___ INFORMATION SHOWN ___

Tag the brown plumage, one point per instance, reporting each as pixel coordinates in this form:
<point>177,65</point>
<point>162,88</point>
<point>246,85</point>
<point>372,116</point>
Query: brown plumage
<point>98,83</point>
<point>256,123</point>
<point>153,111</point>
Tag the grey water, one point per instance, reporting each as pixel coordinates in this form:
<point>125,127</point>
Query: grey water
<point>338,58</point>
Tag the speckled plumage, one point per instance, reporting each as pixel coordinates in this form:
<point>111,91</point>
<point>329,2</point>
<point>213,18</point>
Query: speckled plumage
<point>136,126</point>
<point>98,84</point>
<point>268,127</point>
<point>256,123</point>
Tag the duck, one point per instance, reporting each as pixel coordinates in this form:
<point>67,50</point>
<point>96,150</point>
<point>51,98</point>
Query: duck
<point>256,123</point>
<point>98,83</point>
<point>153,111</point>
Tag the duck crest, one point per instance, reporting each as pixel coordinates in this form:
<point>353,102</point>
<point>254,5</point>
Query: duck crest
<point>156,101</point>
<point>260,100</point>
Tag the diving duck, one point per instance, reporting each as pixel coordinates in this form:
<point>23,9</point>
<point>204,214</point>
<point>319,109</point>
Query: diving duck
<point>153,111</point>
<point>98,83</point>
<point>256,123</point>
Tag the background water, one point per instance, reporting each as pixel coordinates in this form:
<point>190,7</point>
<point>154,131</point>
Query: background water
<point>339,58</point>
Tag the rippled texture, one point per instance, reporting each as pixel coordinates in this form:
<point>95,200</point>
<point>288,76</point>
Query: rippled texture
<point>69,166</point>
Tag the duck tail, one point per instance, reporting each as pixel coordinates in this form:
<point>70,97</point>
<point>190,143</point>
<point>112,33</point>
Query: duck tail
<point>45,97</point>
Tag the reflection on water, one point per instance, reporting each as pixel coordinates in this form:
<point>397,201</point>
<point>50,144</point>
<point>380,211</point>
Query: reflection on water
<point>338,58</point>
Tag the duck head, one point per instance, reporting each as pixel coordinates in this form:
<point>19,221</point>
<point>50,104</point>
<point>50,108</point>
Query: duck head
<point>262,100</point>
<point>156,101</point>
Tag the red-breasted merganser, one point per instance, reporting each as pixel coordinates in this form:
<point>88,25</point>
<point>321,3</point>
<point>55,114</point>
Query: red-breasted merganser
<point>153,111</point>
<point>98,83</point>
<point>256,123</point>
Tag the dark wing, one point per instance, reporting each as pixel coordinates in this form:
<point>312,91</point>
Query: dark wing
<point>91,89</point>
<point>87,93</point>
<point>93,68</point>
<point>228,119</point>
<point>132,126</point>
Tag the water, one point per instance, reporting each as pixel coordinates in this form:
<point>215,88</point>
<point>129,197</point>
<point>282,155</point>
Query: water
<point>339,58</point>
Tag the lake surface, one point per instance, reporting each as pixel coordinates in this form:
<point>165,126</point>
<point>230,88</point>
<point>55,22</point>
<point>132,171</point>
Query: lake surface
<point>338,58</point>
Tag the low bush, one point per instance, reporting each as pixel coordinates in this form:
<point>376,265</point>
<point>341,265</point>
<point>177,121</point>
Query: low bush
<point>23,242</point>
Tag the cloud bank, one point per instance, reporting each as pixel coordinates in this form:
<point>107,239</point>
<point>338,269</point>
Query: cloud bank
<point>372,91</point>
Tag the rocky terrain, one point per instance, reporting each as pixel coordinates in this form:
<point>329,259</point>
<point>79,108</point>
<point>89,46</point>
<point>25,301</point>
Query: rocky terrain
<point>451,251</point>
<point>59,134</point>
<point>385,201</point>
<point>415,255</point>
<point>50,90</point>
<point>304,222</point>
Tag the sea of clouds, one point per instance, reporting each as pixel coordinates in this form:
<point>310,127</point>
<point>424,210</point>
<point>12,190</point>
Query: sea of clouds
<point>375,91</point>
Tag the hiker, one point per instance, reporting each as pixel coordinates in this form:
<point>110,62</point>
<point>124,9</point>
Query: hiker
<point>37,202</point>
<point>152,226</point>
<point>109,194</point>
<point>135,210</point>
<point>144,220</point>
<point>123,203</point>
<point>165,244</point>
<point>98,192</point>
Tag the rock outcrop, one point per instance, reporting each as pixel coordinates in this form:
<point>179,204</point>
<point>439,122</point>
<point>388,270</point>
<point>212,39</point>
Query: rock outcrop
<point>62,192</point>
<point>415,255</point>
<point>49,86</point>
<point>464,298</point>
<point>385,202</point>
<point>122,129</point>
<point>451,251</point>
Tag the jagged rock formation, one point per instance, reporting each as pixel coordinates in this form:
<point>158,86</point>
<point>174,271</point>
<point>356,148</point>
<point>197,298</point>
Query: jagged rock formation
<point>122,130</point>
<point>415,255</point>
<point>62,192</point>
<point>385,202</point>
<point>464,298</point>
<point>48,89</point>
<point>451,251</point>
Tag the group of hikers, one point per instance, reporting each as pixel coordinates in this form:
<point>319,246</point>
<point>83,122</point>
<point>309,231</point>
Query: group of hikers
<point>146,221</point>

___

▸ EXERCISE PROMPT: Give back the full listing above verbatim.

▸ SOLVED PROBLEM:
Tag the brown plumage, one point per instance, reporting each as pixel coordinates in this form:
<point>177,65</point>
<point>162,88</point>
<point>246,85</point>
<point>372,116</point>
Query: brown plumage
<point>98,83</point>
<point>256,123</point>
<point>153,111</point>
Tag the grey water, one point per instance, reporting each as pixel coordinates in this form:
<point>125,127</point>
Query: grey water
<point>338,58</point>
Tag the speckled plumage, one point per instance, reporting each as pixel coordinates in this form:
<point>111,91</point>
<point>329,2</point>
<point>213,18</point>
Query: speckled plumage
<point>136,126</point>
<point>98,84</point>
<point>268,127</point>
<point>256,123</point>
Tag the duck, one point per instance, reporting each as pixel coordinates in this form:
<point>67,50</point>
<point>96,150</point>
<point>51,98</point>
Query: duck
<point>256,123</point>
<point>98,83</point>
<point>153,111</point>
Tag the duck crest, one point per instance, reporting each as pixel coordinates in this form:
<point>353,102</point>
<point>254,5</point>
Query: duck crest
<point>156,101</point>
<point>260,100</point>
Tag the diving duck, one point per instance, reporting each as pixel coordinates in this form:
<point>23,9</point>
<point>204,214</point>
<point>319,109</point>
Query: diving duck
<point>153,111</point>
<point>98,83</point>
<point>256,123</point>
Tag the background water, one point per instance, reporting each as pixel coordinates in this form:
<point>190,7</point>
<point>154,131</point>
Query: background water
<point>339,58</point>
Tag the rippled texture, one point per instance, reporting each as pixel coordinates in this form:
<point>95,200</point>
<point>288,76</point>
Query: rippled texture
<point>69,166</point>
Tag the duck tail, one point per instance, reporting each as pixel coordinates in this form:
<point>70,97</point>
<point>190,143</point>
<point>112,33</point>
Query: duck tail
<point>45,97</point>
Tag the reflection on water, one point per instance, reporting each as pixel coordinates in this form:
<point>397,201</point>
<point>50,144</point>
<point>380,211</point>
Query: reflection on water
<point>338,58</point>
Tag the duck head, one point per instance, reporting each as pixel coordinates in this form:
<point>19,221</point>
<point>50,104</point>
<point>50,108</point>
Query: duck head
<point>262,100</point>
<point>156,101</point>
Tag the red-breasted merganser, one point per instance, reporting each as pixel coordinates in this form:
<point>88,25</point>
<point>321,3</point>
<point>55,114</point>
Query: red-breasted merganser
<point>153,111</point>
<point>98,83</point>
<point>256,123</point>
Tag the dark wing, one point per instance, reporting each as pixel coordinates in this form:
<point>312,91</point>
Query: dark wing
<point>91,89</point>
<point>87,93</point>
<point>93,68</point>
<point>228,119</point>
<point>132,126</point>
Tag the water, one point per instance, reporting each as pixel coordinates in this form:
<point>215,88</point>
<point>129,197</point>
<point>282,155</point>
Query: water
<point>339,58</point>
Tag the lake surface, one point per instance, reporting each as pixel coordinates in this form:
<point>165,126</point>
<point>230,88</point>
<point>55,22</point>
<point>132,171</point>
Query: lake surface
<point>338,58</point>
Tag the low bush, one point per instance, reporting each as pixel coordinates in this form:
<point>376,265</point>
<point>341,265</point>
<point>177,121</point>
Query: low bush
<point>23,242</point>
Tag the cloud bank, one point per instance, reporting each as pixel coordinates in this form:
<point>107,239</point>
<point>338,269</point>
Query: cloud bank
<point>372,91</point>
Tag the rocky terrain, one point per instance, reporting each as pixel coordinates in this form:
<point>329,259</point>
<point>79,108</point>
<point>89,46</point>
<point>25,301</point>
Query: rocky terrain
<point>451,251</point>
<point>59,134</point>
<point>385,201</point>
<point>415,255</point>
<point>50,90</point>
<point>304,222</point>
Tag the sea of clouds, one point per instance, reporting each as pixel coordinates in this form:
<point>310,127</point>
<point>424,210</point>
<point>12,190</point>
Query: sea of clouds
<point>375,91</point>
Tag the hiker, one point per instance, reporting each as pixel coordinates in this form:
<point>110,62</point>
<point>124,9</point>
Query: hiker
<point>37,202</point>
<point>152,226</point>
<point>109,194</point>
<point>135,210</point>
<point>144,220</point>
<point>123,203</point>
<point>165,244</point>
<point>98,192</point>
Tag the rock outcrop, one point per instance, reporting each as pixel coordinates in this form:
<point>179,204</point>
<point>439,122</point>
<point>388,270</point>
<point>212,39</point>
Query: rock outcrop
<point>62,192</point>
<point>415,255</point>
<point>49,86</point>
<point>464,298</point>
<point>385,202</point>
<point>122,129</point>
<point>451,251</point>
Tag the jagged rock formation, one point per instance, reporting each as pixel coordinates in this form:
<point>158,86</point>
<point>174,271</point>
<point>356,148</point>
<point>197,298</point>
Query: jagged rock formation
<point>122,130</point>
<point>415,255</point>
<point>62,192</point>
<point>385,202</point>
<point>464,298</point>
<point>48,89</point>
<point>451,251</point>
Tag the group of hikers, one point per instance, reporting each as pixel coordinates in this form:
<point>319,246</point>
<point>83,122</point>
<point>309,231</point>
Query: group of hikers
<point>146,221</point>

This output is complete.